# REQUIREMENTS
Give the lines of the listing below as a JSON list of strings, one string per line, leaving out blank lines.

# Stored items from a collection
::::::

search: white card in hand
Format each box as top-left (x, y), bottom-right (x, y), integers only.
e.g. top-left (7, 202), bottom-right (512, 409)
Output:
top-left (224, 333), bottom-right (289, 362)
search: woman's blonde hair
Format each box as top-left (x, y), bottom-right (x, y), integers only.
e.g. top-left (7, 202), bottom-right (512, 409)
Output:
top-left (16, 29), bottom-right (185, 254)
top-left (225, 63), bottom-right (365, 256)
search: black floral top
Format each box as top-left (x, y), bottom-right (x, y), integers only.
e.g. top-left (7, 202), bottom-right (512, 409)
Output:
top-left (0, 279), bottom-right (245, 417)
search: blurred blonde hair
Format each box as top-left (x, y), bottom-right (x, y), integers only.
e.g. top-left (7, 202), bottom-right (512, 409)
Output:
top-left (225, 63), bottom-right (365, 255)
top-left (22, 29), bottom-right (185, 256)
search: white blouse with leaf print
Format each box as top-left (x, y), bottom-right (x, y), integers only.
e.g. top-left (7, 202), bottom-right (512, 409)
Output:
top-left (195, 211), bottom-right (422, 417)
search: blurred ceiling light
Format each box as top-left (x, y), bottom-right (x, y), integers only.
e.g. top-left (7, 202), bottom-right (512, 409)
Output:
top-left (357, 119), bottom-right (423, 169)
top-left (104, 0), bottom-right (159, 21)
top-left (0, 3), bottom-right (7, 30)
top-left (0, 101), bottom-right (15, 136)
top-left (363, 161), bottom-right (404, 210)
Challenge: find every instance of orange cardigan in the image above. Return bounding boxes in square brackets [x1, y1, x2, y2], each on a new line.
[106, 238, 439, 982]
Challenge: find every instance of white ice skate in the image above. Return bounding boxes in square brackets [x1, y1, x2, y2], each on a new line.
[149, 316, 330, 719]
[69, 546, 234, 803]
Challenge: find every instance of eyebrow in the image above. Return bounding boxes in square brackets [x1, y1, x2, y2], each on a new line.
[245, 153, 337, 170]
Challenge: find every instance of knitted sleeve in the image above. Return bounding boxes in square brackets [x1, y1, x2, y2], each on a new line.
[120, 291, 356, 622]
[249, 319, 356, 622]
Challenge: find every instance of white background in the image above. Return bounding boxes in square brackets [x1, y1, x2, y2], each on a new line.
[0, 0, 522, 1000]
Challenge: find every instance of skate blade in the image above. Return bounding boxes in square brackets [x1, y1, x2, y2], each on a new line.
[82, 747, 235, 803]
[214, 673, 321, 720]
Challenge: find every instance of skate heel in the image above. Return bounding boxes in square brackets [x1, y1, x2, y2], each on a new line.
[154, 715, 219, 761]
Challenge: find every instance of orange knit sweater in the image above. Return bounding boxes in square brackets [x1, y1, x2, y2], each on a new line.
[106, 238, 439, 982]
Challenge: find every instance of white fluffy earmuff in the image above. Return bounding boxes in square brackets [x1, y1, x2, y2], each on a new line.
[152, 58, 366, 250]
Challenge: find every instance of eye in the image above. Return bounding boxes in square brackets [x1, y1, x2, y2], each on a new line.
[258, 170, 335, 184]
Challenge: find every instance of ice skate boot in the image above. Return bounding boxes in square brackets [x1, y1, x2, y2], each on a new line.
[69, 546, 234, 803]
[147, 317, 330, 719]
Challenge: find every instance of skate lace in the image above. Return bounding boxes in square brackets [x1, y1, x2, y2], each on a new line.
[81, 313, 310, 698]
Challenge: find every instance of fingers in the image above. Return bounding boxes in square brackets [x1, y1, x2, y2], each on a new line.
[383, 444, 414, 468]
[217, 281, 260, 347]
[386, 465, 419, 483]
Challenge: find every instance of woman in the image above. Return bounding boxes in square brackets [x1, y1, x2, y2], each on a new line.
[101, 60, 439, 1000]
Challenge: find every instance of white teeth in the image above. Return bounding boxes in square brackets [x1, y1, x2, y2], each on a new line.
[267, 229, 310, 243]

::::::

# RESULT FOR THIS EXERCISE
[
  "search: white card in hand",
  "Format each box as top-left (x, y), bottom-right (x, y), integers only.",
  "e.g. top-left (7, 202), bottom-right (512, 409)",
  "Output:",
  "top-left (224, 333), bottom-right (289, 362)",
  "search: woman's blonde hair",
  "Format each box as top-left (x, y), bottom-right (x, y), integers only.",
  "e.g. top-left (7, 202), bottom-right (512, 409)",
  "Output:",
  "top-left (16, 29), bottom-right (185, 254)",
  "top-left (225, 63), bottom-right (365, 256)",
  "search: black floral top",
  "Format each box as top-left (x, y), bottom-right (x, y), integers only.",
  "e.g. top-left (7, 202), bottom-right (512, 409)",
  "Output:",
  "top-left (0, 279), bottom-right (245, 417)",
  "search: blurred blonde hair",
  "Format each box as top-left (x, y), bottom-right (x, y), integers only.",
  "e.g. top-left (7, 202), bottom-right (512, 409)",
  "Output:",
  "top-left (225, 63), bottom-right (365, 255)",
  "top-left (22, 29), bottom-right (185, 256)",
  "search: white blouse with leaf print",
  "Format each box as top-left (x, y), bottom-right (x, y), integers only.",
  "e.g. top-left (7, 202), bottom-right (512, 409)",
  "Output:",
  "top-left (195, 211), bottom-right (422, 417)",
  "search: blurred ceiling light",
  "Format each box as top-left (x, y), bottom-right (x, y), integers only.",
  "e.g. top-left (7, 202), bottom-right (512, 409)",
  "Output:",
  "top-left (357, 119), bottom-right (423, 169)",
  "top-left (104, 0), bottom-right (159, 21)",
  "top-left (0, 3), bottom-right (7, 30)",
  "top-left (0, 101), bottom-right (15, 136)",
  "top-left (363, 161), bottom-right (404, 210)",
  "Challenge: find every instance of orange cardigan in the image above. Return bounding boxes in square brackets [x1, y1, x2, y2], each on a new line.",
  "[106, 238, 439, 982]",
  "Challenge: find every instance of white ice skate in the image above. Return bounding boxes in square brackets [x1, y1, x2, y2], each on a new line.",
  "[149, 316, 330, 719]",
  "[69, 546, 234, 803]",
  "Challenge: find every instance of eyebrow in the image above. Return bounding boxes in square brackets [x1, y1, x2, y2], each on a new line.",
  "[245, 153, 337, 170]",
  "Challenge: find every instance of knitted sleeve in the image above. Return bounding boxes in square brackets [x1, y1, x2, y2], each on a new line.",
  "[120, 291, 356, 622]",
  "[249, 319, 356, 622]",
  "Challenge: find every instance of white background in the image above. Return bounding boxes in square brackets [x1, y1, x2, y2], each on a new line.",
  "[0, 0, 522, 1000]",
  "Challenge: find every instance of skate blade in the image above. Return bounding boxes in square brackets [x1, y1, x2, y2], each on a new line.",
  "[82, 747, 235, 803]",
  "[214, 673, 321, 720]",
  "Challenge: find every instance of skate heel in the image above. Return bounding boxes in square brackets [x1, y1, x2, y2], each on a new line.",
  "[154, 715, 219, 761]",
  "Challenge: find every instance of orange knit sweater in the image above. Return bounding boxes in square brackets [x1, y1, x2, y2], each on a new line.",
  "[106, 238, 439, 982]",
  "Challenge: find every instance of white fluffy earmuff in the image above. Return bounding boxes in square brackets [x1, y1, x2, y2], each on a new line.",
  "[152, 58, 366, 250]",
  "Challenge: find every instance of eye in the image above. Return bounding boxes in square brackets [x1, y1, x2, y2], each on a new line.",
  "[258, 170, 335, 184]",
  "Challenge: find every instance of ice skate boot in the image above. Return bounding boxes in square brackets [x1, y1, x2, y2], each on a new line.",
  "[69, 546, 234, 803]",
  "[147, 317, 330, 719]",
  "Challenge: find every instance of skate lace in the image above. Return bounding boxes in square brackets [x1, y1, x2, y2], each on a new line.",
  "[81, 313, 310, 698]",
  "Challenge: find every instance of fingers in the image above. Return bounding boxes in square brackets [x1, y1, x2, y2], each on a new line.",
  "[383, 444, 414, 468]",
  "[217, 281, 260, 347]",
  "[386, 465, 419, 483]",
  "Challenge: find every instance of woman in the image above. Return bounding boxes in square brackets [x1, y1, x2, y2], each on a new line.",
  "[101, 60, 439, 1000]",
  "Challenge: find every instance of white teeth in the image above. Return bounding boxes in square brackets [x1, y1, x2, y2], each on a new line.",
  "[267, 229, 310, 243]"
]